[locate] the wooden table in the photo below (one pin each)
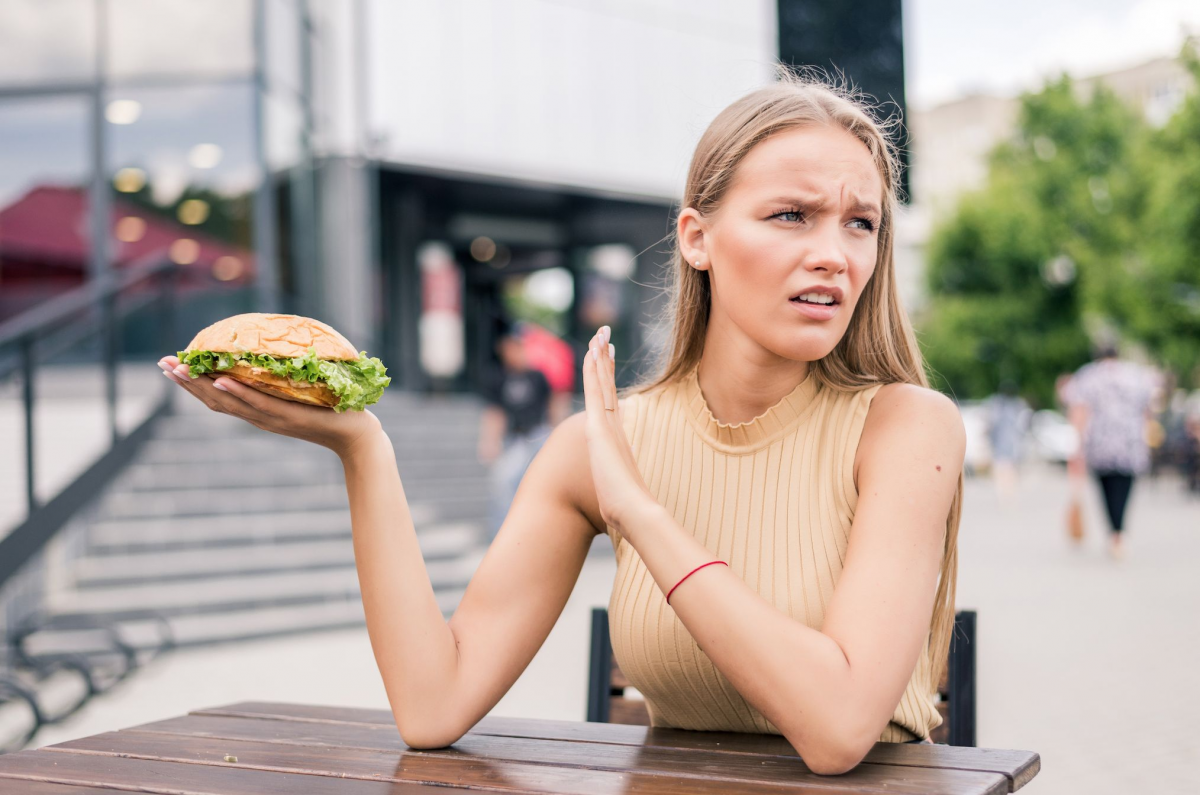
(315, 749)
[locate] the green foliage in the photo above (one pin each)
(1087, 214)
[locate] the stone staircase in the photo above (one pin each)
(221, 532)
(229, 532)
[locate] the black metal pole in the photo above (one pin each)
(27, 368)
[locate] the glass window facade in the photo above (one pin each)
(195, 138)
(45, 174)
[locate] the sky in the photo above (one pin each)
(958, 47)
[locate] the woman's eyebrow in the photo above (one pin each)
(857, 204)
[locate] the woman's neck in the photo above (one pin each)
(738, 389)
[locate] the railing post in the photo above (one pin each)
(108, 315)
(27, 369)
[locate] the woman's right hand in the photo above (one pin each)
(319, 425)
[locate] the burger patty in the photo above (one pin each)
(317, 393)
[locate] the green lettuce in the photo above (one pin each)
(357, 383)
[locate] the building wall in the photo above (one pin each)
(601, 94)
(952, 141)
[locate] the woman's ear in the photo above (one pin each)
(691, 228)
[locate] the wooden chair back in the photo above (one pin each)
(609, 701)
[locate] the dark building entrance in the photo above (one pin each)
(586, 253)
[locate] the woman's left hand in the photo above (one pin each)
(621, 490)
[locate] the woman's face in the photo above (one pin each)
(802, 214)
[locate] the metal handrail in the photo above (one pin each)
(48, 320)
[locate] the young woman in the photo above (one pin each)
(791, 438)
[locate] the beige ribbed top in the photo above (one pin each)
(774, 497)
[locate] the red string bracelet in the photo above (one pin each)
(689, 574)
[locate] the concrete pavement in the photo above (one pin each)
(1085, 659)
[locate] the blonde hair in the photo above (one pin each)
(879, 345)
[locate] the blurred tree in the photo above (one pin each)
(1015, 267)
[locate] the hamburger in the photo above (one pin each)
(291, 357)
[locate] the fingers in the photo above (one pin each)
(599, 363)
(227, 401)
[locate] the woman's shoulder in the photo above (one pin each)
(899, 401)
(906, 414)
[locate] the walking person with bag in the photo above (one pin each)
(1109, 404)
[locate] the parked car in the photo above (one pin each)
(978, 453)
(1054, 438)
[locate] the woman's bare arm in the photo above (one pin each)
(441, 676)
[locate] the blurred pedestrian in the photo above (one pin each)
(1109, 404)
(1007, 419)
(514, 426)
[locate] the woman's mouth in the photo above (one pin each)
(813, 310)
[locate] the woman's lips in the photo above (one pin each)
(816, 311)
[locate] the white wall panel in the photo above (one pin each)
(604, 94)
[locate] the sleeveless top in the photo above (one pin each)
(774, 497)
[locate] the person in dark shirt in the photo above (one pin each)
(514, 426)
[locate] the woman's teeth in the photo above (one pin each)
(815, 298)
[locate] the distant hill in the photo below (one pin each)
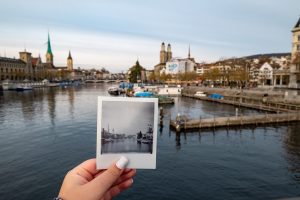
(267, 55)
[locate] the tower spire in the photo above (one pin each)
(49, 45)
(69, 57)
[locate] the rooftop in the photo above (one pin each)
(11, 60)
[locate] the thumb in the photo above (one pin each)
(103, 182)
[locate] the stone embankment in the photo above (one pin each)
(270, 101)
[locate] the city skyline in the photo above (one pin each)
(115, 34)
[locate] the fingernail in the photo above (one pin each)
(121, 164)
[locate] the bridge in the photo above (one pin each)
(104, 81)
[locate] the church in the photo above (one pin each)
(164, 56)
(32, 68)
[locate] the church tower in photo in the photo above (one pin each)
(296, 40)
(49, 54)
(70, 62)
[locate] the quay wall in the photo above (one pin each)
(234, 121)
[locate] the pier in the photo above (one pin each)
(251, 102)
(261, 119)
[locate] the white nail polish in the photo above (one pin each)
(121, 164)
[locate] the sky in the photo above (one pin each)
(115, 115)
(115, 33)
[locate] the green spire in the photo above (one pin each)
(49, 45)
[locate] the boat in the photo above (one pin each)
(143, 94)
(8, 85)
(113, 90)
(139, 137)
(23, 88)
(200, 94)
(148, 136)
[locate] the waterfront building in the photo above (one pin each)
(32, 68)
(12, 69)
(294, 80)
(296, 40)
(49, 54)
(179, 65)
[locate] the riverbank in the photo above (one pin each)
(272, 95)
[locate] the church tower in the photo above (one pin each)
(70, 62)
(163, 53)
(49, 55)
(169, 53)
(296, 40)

------------

### Task statement:
All the records above must be retyped exactly, except for their pictures.

### Response to the exercise:
[locate] the wooden table in the photo below (one pin each)
(315, 749)
[locate] the green foliage in the photo above (one pin each)
(1087, 214)
[locate] the stone staircase in the photo above (one pin each)
(221, 532)
(229, 532)
[locate] the black metal pole in the photo above (one pin each)
(27, 368)
[locate] the glass window facade in the photo above (one pin each)
(195, 138)
(45, 174)
[locate] the sky in the photo above (one pin each)
(958, 47)
[locate] the woman's eyebrow in the photo above (one pin each)
(857, 204)
[locate] the woman's neck in the photo above (one pin each)
(738, 389)
[locate] the railing post in the photo above (one pin each)
(108, 315)
(27, 369)
[locate] the woman's right hand in the photo above (one pin each)
(319, 425)
[locate] the burger patty in the photo above (one pin each)
(317, 393)
[locate] the green lettuce in the photo above (one pin each)
(357, 383)
[locate] the building wall in the photo above (one pin each)
(601, 94)
(952, 141)
[locate] the woman's ear in the photo above (one pin each)
(691, 228)
[locate] the wooden chair back in the photo above (one pin each)
(609, 701)
[locate] the dark building entrance in the photo above (one pin each)
(586, 253)
[locate] the woman's left hand in the photo above (one pin each)
(621, 490)
[locate] the woman's face in the photo above (one pin each)
(802, 214)
[locate] the metal handrail in the photo above (one pin each)
(48, 320)
[locate] the young woman in the photo above (one pin each)
(791, 438)
[locate] the beige ribbed top in the photo above (one pin each)
(774, 497)
[locate] the red string bracelet in the photo above (one pin each)
(689, 574)
[locate] the concrete pavement in the photo above (one pin each)
(1085, 659)
[locate] the blonde hair in the photo above (one pin each)
(879, 345)
[locate] the blurred tree in the photo above (one pin each)
(1015, 267)
[locate] the hamburger in the photo above (one pin each)
(291, 357)
[locate] the fingers in the photo above (one pin each)
(599, 363)
(227, 401)
[locate] the woman's shoulder in the photo above (one pin each)
(899, 401)
(906, 414)
[locate] the walking person with bag in the photo above (one pin each)
(1109, 404)
[locate] the parked car in the photo above (one pin each)
(978, 453)
(1054, 438)
[locate] the woman's bare arm in the photo above (one pin each)
(441, 676)
[locate] the blurred pedestrian in the photo above (one pin each)
(1109, 404)
(1007, 419)
(514, 426)
[locate] the woman's mouth in the photo above (one pin each)
(813, 310)
[locate] the woman's lips in the photo above (one pin each)
(816, 311)
[locate] the white wall panel in the photo above (one pin each)
(604, 94)
[locate] the sleeveless top in the photo above (one pin each)
(774, 497)
[locate] the person in dark shirt in the photo above (one pin each)
(514, 426)
[locate] the woman's teeth in the photo above (one pin each)
(815, 298)
[locate] the distant hill in the photo below (one pin each)
(267, 55)
[locate] the tower spire in the photo above (one pin each)
(49, 45)
(69, 57)
[locate] the rooftop in the photo above (one pin each)
(11, 60)
[locate] the thumb in the photo above (one pin each)
(103, 182)
[locate] the stone embankment in the photo above (one pin each)
(270, 101)
[locate] the city skyline in the photo above (one pin each)
(115, 34)
[locate] the fingernail in the photo above (one pin each)
(121, 164)
[locate] the bridge in the photo above (one pin each)
(104, 81)
[locate] the church in the photo above (one pin each)
(164, 56)
(32, 68)
[locate] the church tower in photo in the photo above (one pin each)
(296, 40)
(49, 54)
(70, 62)
[locate] the quay wall in the photo above (one pin each)
(234, 121)
[locate] the pier in the photo above (one pin each)
(251, 102)
(261, 119)
[locate] the white nail polish in the photo above (one pin each)
(121, 164)
[locate] the sky in the photo above (one pin each)
(115, 115)
(115, 33)
[locate] the green spire in the photo above (one pin each)
(49, 45)
[locate] the boat in the photo above (one pin each)
(143, 94)
(8, 85)
(113, 90)
(139, 137)
(23, 88)
(200, 94)
(148, 136)
[locate] the waterfront building in the photo above (one pin each)
(32, 68)
(12, 69)
(294, 80)
(296, 40)
(49, 54)
(179, 65)
[locate] the riverbank in the photo above (one pin each)
(272, 95)
[locate] the church tower in the photo above (one pin each)
(70, 62)
(163, 53)
(49, 55)
(169, 53)
(296, 40)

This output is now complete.